Given records:
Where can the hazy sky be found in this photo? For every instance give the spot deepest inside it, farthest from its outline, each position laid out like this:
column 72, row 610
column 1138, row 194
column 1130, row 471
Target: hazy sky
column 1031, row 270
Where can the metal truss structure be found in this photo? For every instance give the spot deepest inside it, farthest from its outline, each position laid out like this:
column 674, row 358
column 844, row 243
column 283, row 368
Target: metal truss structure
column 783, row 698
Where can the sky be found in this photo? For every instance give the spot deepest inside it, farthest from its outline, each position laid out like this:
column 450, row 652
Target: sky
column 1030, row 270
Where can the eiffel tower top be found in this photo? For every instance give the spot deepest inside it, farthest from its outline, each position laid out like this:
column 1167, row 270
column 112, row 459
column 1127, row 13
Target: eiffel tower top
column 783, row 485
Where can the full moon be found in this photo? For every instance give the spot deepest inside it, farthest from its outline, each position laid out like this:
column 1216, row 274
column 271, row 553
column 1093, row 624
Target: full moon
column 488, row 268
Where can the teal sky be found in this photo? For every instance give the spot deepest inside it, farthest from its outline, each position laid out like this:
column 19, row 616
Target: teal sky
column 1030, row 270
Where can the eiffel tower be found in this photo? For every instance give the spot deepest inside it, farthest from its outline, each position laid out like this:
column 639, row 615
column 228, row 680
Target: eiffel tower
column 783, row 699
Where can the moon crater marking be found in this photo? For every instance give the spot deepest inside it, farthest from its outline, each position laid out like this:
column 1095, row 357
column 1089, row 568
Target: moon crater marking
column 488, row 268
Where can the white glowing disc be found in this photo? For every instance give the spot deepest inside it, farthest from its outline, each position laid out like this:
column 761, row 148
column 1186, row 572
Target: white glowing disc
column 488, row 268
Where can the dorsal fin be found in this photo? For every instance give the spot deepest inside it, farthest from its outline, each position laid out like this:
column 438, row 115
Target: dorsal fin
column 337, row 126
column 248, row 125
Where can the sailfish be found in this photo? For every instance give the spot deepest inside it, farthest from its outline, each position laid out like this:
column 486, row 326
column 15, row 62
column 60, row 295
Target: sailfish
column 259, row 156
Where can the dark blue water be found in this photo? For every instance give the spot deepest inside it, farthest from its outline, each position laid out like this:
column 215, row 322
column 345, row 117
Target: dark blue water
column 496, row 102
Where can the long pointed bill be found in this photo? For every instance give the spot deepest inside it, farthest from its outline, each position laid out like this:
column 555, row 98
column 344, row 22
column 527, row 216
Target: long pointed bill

Assigned task:
Your response must consist of every line above, reproduced exactly.

Task answer:
Where can the hazy sky be found in this photo? For every instance give the spot deepest inside it, farthest from its outline, each position laid out like this:
column 72, row 610
column 1138, row 194
column 1130, row 471
Target: hazy sky
column 1031, row 270
Where can the metal truss structure be found in this photo? For every instance give the spot deepest inside it, farthest from its outline, each position laid out like this:
column 674, row 358
column 844, row 243
column 283, row 368
Target: metal truss structure
column 783, row 698
Where can the sky be found in this photo? For every instance give the spot deepest inside it, farthest from its outline, each position laid out like this:
column 450, row 652
Target: sky
column 1030, row 270
Where can the eiffel tower top be found in this photo? For every instance give the spot deepest inside it, farthest from its outline, each position laid out like this:
column 1167, row 270
column 112, row 459
column 1127, row 13
Target: eiffel tower top
column 783, row 485
Where can the full moon be found in this photo? For every instance give the spot deepest inside it, farthest from its outline, each position laid out like this:
column 1216, row 274
column 271, row 553
column 1093, row 624
Target: full moon
column 488, row 268
Where can the teal sky be found in this photo? For every instance give the spot deepest inside it, farthest from its outline, each position laid out like this:
column 19, row 616
Target: teal sky
column 1030, row 270
Where can the eiffel tower be found in this photo? For every instance give the spot deepest inside it, farthest from its outline, each position laid out like this:
column 639, row 615
column 228, row 680
Target: eiffel tower
column 783, row 699
Where can the moon crater marking be found in this photo? For every instance give the spot deepest inside it, farthest from its outline, each position laid out like this:
column 1095, row 357
column 1089, row 568
Target: moon crater marking
column 488, row 268
Where can the white glowing disc be found in this photo? For every instance give the spot deepest inside it, farthest from its outline, each position laid out like this:
column 761, row 148
column 1186, row 572
Target: white glowing disc
column 488, row 268
Where can the dorsal fin be found in this photo? For every instance give the spot deepest inside it, farthest from its outline, each position laid out like this:
column 438, row 115
Target: dorsal fin
column 337, row 126
column 248, row 125
Where can the sailfish be found in this photo? For every instance give the spot deepest inside it, farthest from its outline, each position laid out like this:
column 486, row 326
column 15, row 62
column 60, row 295
Target: sailfish
column 259, row 156
Where can the dark blue water be found in this photo? For every instance give the spot deepest inside it, farthest from its outline, each position laid out like this:
column 215, row 322
column 345, row 117
Target: dark blue water
column 496, row 102
Where can the long pointed bill be found in this photo? For every instance give the spot deepest inside it, farthest from its outline, each position laid out like this:
column 555, row 98
column 344, row 22
column 527, row 216
Target: long pointed bill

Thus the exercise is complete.